LISTING
● ● ●
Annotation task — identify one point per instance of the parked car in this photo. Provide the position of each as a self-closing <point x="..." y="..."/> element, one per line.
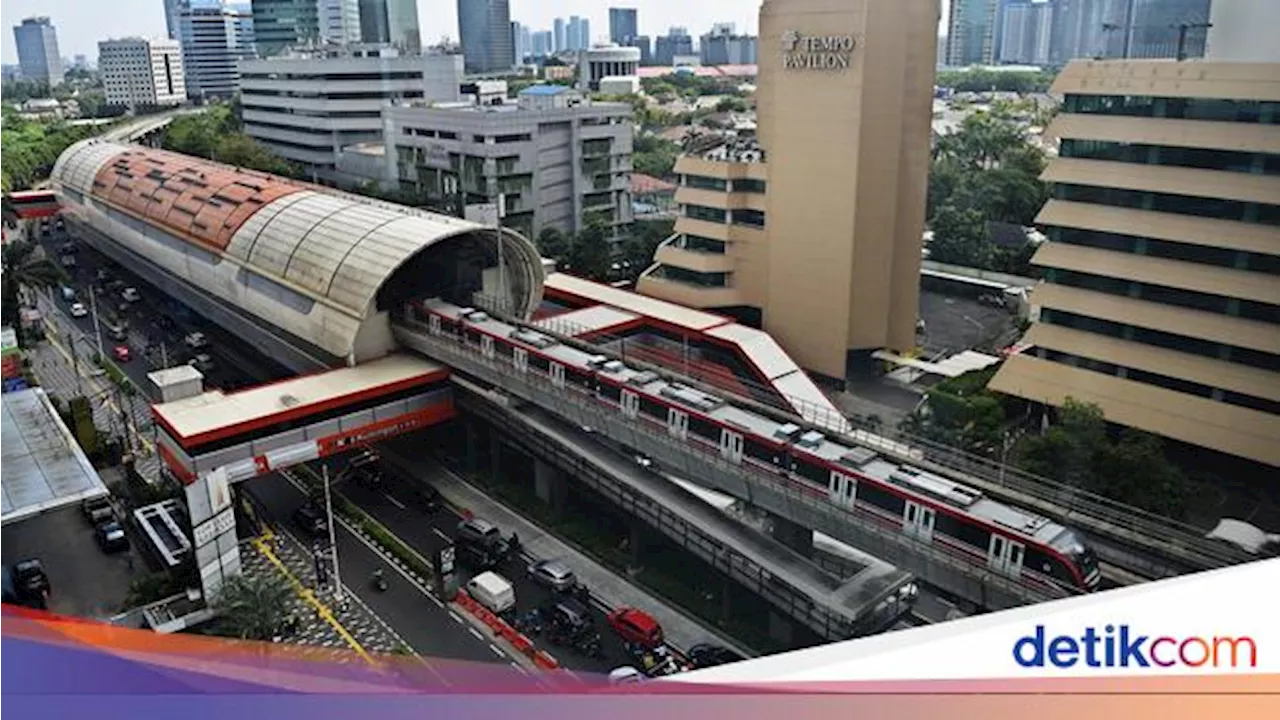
● ● ●
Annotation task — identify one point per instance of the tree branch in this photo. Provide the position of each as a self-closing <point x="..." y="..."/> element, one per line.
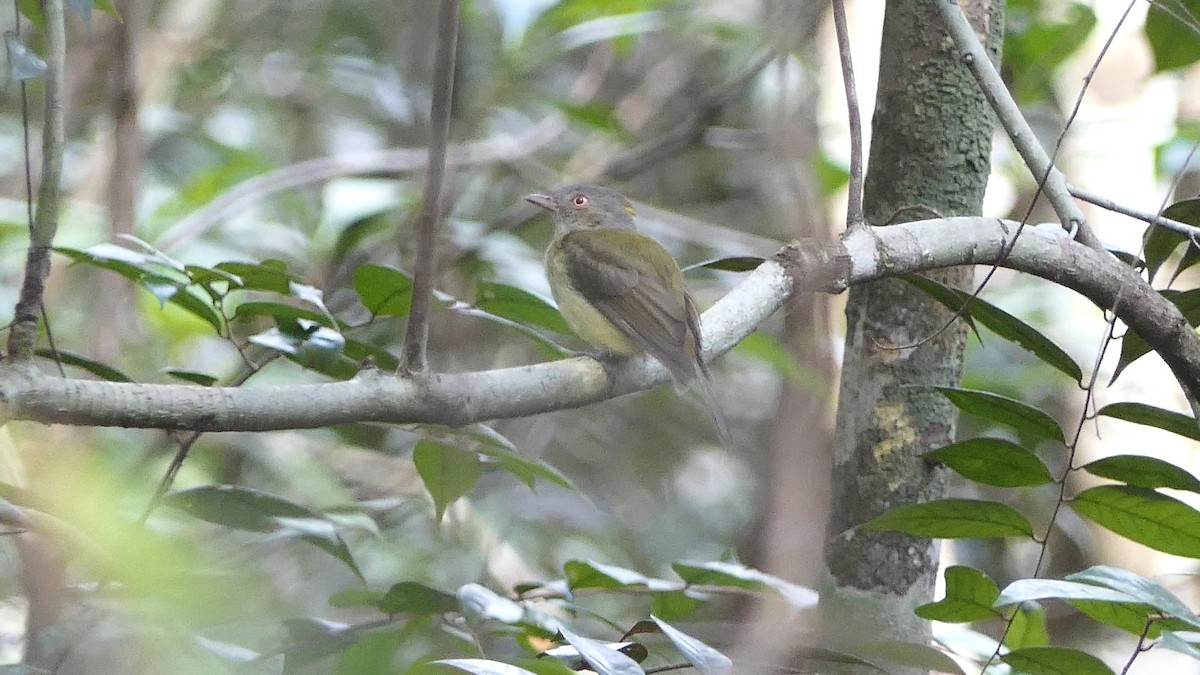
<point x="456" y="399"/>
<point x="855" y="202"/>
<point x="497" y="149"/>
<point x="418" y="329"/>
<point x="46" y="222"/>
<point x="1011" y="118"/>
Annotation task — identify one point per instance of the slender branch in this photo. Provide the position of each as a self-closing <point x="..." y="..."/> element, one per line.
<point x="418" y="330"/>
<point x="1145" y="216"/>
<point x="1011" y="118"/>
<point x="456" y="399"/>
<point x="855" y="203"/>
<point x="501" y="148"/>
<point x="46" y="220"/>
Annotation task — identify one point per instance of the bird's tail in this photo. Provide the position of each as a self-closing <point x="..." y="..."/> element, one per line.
● ● ●
GOAL
In the data, from the line with "Annotation task — identify one point per instance of the tree" up to and including the line with "Annotation task — identify one point per instance of the bird's", replace "photo" with "image" and return only those lines, with everything else unchanged and the pictures left out.

THE SOLUTION
Annotation task — identify one point per instance of the tree branch in this image. Provide the position of each as a self-closing <point x="..." y="..."/> element, one per line.
<point x="456" y="399"/>
<point x="855" y="202"/>
<point x="497" y="149"/>
<point x="418" y="329"/>
<point x="46" y="222"/>
<point x="1011" y="118"/>
Annotation task — identify one point per instance of the slender branch in this image. Provide the position of each as a self-closing <point x="..." y="..."/> element, one per line.
<point x="418" y="330"/>
<point x="1145" y="216"/>
<point x="1011" y="118"/>
<point x="456" y="399"/>
<point x="855" y="203"/>
<point x="501" y="148"/>
<point x="46" y="220"/>
Annotation task — identify one point per instance of the bird's tail in this image. Provide the position of each as a self-closing <point x="..." y="..."/> element, one per line.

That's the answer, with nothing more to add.